* start THE DATA *
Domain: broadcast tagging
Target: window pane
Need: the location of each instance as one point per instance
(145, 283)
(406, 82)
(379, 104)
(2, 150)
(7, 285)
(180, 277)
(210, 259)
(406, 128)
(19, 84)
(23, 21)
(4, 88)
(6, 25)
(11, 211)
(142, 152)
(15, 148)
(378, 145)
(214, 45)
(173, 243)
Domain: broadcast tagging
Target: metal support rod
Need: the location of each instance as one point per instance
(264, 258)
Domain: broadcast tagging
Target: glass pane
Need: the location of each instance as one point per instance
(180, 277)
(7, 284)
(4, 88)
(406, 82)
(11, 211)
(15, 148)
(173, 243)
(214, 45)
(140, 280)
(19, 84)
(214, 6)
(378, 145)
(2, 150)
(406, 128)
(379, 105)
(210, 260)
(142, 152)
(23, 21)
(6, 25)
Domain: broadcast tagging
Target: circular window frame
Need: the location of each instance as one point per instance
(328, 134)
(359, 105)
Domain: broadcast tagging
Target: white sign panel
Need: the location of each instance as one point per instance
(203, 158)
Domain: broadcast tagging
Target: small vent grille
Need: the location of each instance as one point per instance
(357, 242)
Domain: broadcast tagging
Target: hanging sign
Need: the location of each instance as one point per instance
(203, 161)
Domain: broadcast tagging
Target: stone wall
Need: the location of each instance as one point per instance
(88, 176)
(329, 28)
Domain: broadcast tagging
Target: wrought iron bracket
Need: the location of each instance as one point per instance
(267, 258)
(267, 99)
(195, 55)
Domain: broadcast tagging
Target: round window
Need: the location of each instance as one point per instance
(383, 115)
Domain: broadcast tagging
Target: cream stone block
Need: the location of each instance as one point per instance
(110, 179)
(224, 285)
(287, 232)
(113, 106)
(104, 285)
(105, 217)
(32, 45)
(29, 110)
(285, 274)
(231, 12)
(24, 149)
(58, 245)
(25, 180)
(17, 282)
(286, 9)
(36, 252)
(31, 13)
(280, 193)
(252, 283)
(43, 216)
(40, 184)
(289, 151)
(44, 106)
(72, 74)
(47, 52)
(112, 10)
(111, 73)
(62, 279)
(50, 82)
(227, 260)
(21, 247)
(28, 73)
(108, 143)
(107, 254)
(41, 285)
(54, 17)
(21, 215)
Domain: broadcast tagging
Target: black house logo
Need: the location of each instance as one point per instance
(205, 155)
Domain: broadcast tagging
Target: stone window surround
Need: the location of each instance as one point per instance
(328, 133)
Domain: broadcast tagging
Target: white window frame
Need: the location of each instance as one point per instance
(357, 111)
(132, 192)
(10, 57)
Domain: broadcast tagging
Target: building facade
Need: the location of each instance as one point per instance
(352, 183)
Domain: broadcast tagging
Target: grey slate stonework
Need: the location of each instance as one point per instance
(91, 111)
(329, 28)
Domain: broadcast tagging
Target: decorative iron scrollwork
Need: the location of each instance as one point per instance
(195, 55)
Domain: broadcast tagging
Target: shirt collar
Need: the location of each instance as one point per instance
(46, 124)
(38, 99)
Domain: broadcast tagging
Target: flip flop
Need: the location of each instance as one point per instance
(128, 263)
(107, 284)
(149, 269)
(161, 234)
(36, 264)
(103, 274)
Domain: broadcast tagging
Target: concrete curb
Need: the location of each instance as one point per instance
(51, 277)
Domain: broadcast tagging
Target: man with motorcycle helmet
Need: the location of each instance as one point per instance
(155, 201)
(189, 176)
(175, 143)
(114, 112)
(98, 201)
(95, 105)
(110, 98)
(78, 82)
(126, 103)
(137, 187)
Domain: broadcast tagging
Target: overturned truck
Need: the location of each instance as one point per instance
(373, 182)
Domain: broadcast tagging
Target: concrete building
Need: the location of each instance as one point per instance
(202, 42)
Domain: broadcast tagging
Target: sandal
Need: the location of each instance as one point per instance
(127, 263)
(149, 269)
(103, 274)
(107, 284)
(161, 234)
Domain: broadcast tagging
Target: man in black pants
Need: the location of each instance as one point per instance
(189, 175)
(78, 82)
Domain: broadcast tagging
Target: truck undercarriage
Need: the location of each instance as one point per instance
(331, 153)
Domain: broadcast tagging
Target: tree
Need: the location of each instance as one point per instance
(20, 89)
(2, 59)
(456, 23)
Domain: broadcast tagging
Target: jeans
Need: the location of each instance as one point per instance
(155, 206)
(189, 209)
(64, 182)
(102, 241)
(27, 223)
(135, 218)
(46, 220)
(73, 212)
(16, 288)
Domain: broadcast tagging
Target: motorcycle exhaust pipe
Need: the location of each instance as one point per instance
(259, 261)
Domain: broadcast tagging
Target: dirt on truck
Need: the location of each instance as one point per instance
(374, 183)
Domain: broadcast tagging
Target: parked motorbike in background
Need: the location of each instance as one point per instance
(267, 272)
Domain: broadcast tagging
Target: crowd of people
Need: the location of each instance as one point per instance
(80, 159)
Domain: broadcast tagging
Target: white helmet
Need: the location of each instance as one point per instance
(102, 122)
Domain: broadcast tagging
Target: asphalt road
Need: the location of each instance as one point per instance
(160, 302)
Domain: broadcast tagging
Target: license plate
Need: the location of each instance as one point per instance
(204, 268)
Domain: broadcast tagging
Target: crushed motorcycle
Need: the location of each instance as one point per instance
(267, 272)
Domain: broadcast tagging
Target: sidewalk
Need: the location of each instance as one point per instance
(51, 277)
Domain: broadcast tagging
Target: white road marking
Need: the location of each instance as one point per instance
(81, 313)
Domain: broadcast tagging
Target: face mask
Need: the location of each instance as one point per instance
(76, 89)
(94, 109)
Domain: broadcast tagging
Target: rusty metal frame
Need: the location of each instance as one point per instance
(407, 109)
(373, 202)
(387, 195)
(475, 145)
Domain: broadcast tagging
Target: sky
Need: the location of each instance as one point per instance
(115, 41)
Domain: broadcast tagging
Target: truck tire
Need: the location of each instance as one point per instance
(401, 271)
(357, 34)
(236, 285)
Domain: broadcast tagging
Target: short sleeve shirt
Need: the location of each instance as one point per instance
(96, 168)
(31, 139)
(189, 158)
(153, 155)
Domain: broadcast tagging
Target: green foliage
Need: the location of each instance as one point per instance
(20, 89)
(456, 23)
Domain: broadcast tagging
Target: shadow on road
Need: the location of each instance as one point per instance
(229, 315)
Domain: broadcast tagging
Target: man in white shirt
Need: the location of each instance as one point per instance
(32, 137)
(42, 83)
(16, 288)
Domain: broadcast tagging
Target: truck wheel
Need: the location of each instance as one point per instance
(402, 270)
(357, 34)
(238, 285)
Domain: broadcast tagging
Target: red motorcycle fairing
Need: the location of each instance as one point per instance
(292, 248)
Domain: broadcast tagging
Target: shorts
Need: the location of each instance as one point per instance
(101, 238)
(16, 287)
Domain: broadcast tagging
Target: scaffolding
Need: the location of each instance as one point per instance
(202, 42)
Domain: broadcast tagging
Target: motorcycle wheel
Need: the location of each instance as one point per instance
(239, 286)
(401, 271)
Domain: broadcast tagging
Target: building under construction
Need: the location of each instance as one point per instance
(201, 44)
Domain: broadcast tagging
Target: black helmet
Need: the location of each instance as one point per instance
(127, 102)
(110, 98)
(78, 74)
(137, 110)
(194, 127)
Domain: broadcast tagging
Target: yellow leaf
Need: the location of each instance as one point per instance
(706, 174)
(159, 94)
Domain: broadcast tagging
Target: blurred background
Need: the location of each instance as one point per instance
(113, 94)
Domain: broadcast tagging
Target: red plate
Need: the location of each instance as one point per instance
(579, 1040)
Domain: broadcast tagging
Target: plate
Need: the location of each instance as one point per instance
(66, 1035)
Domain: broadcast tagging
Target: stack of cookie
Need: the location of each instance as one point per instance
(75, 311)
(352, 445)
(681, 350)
* end THE DATA *
### OBJECTIVE:
How many lines of the records contain the string "window"? Treat uppercase and lowercase as different, and reply with only the number.

### TASK OUTPUT:
5